- [WHAT THE TASK REQUIRES]: From the material below, pick out every line that contains the string "firefighter". Treat uppercase and lowercase as different.

————————

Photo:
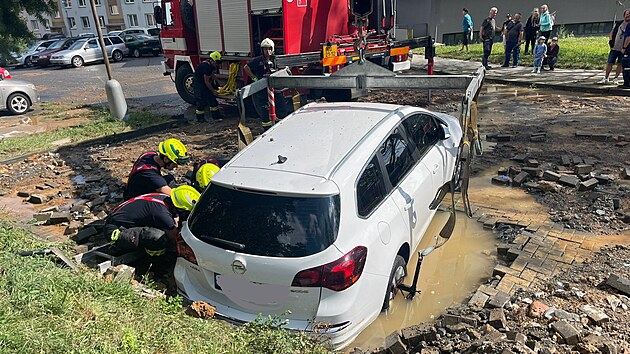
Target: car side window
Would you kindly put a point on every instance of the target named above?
(422, 130)
(370, 188)
(397, 156)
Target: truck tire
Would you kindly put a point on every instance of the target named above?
(398, 274)
(338, 95)
(188, 15)
(184, 83)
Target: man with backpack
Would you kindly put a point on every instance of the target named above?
(486, 35)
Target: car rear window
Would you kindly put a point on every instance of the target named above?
(264, 224)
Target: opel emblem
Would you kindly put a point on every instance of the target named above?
(238, 267)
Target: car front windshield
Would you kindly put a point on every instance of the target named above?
(77, 45)
(58, 44)
(265, 224)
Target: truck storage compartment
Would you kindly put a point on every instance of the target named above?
(209, 26)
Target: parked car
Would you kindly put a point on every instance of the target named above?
(17, 96)
(26, 59)
(153, 32)
(140, 44)
(43, 58)
(318, 227)
(89, 51)
(4, 73)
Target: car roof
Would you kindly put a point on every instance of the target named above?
(332, 131)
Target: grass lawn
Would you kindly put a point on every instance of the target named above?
(95, 123)
(575, 53)
(49, 309)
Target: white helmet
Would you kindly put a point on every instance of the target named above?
(267, 43)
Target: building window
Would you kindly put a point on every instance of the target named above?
(150, 20)
(133, 20)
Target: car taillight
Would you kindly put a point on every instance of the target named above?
(184, 251)
(337, 275)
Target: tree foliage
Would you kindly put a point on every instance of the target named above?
(14, 32)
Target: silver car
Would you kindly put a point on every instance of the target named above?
(26, 59)
(89, 51)
(18, 96)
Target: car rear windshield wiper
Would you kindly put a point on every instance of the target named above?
(232, 244)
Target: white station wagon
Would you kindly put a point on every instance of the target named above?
(317, 218)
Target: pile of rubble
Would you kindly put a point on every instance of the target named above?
(585, 310)
(581, 196)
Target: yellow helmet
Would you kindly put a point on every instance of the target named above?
(205, 173)
(216, 56)
(184, 197)
(174, 150)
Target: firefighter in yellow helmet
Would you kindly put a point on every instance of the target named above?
(150, 221)
(146, 173)
(205, 89)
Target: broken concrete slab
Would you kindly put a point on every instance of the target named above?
(588, 185)
(569, 181)
(619, 283)
(569, 334)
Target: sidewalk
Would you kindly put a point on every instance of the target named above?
(576, 80)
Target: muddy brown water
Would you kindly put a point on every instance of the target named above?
(447, 277)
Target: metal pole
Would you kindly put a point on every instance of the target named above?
(100, 40)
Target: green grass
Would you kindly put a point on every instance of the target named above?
(97, 123)
(575, 53)
(49, 309)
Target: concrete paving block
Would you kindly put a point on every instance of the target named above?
(582, 169)
(620, 283)
(569, 181)
(569, 334)
(588, 185)
(552, 176)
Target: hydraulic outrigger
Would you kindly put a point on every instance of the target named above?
(364, 75)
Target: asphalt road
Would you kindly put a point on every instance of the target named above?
(142, 81)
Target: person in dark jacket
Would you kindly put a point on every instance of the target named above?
(532, 26)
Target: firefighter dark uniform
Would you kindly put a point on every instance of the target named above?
(204, 97)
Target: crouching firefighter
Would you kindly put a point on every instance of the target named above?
(205, 91)
(146, 174)
(150, 222)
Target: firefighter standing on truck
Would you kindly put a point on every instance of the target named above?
(256, 69)
(150, 221)
(146, 174)
(203, 85)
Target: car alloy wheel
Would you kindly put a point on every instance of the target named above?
(18, 103)
(77, 61)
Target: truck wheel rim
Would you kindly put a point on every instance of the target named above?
(19, 104)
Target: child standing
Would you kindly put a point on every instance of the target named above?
(540, 51)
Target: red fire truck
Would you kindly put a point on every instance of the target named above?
(311, 36)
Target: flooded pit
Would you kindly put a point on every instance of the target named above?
(448, 276)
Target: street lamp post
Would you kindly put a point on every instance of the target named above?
(115, 95)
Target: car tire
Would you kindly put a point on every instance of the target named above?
(184, 83)
(117, 55)
(397, 275)
(18, 103)
(77, 61)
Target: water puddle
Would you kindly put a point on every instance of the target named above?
(447, 277)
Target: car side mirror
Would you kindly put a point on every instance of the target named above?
(443, 132)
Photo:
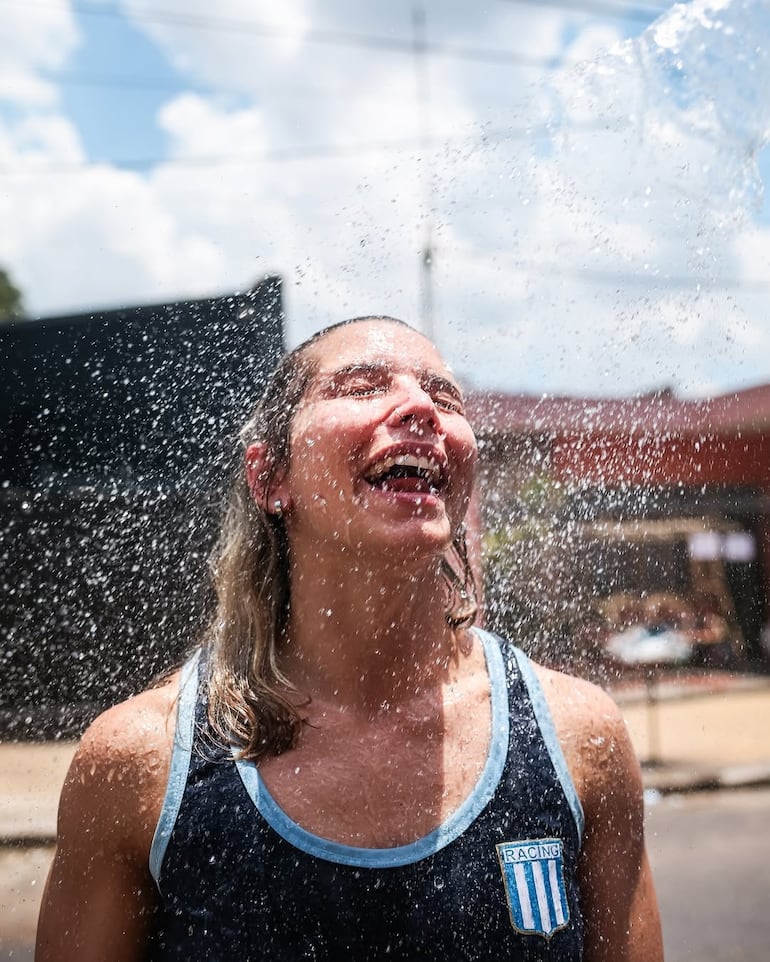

————————

- [SOLUTION TO THIS PROBLEM]:
Target: firefighter in yellow helmet
Target: firefighter dark uniform
Target: crouching firefighter
Target: firefighter standing on truck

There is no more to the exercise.